## begin Provided records

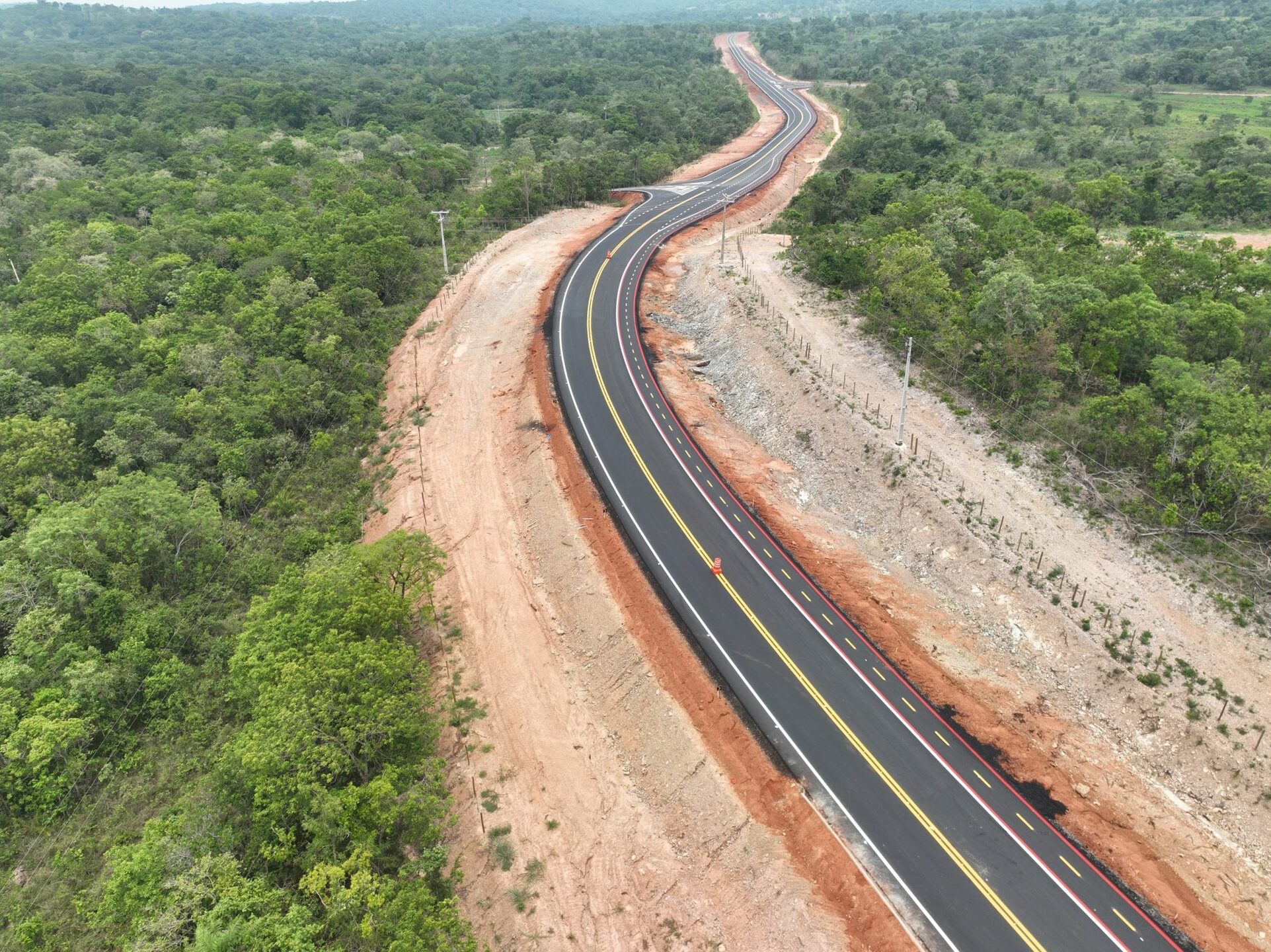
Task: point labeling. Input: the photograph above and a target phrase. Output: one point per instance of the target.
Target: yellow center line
(1124, 919)
(848, 734)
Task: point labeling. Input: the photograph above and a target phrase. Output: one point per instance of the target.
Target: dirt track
(669, 825)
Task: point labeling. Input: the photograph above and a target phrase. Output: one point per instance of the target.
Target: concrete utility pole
(904, 394)
(724, 228)
(442, 224)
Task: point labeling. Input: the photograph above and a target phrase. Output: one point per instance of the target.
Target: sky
(182, 3)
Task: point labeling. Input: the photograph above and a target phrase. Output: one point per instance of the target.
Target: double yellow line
(857, 744)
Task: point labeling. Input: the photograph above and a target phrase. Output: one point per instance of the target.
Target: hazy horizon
(157, 4)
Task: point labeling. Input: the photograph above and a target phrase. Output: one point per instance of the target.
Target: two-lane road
(984, 869)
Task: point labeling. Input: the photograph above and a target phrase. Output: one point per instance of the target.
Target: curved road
(985, 871)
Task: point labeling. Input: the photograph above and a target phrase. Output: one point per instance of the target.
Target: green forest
(215, 727)
(1020, 192)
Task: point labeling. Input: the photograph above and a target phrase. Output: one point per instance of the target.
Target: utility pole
(904, 394)
(442, 224)
(724, 228)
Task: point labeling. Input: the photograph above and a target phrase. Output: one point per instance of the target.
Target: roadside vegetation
(215, 729)
(988, 158)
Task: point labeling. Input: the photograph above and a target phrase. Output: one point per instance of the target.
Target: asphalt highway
(979, 869)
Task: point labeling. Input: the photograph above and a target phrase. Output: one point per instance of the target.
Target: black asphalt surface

## end Provided records

▶ Goal of the exercise:
Pull out each line of the material above that contains the word "yellow". Case counts.

▶ Task response:
Target: yellow center line
Target: double yellow line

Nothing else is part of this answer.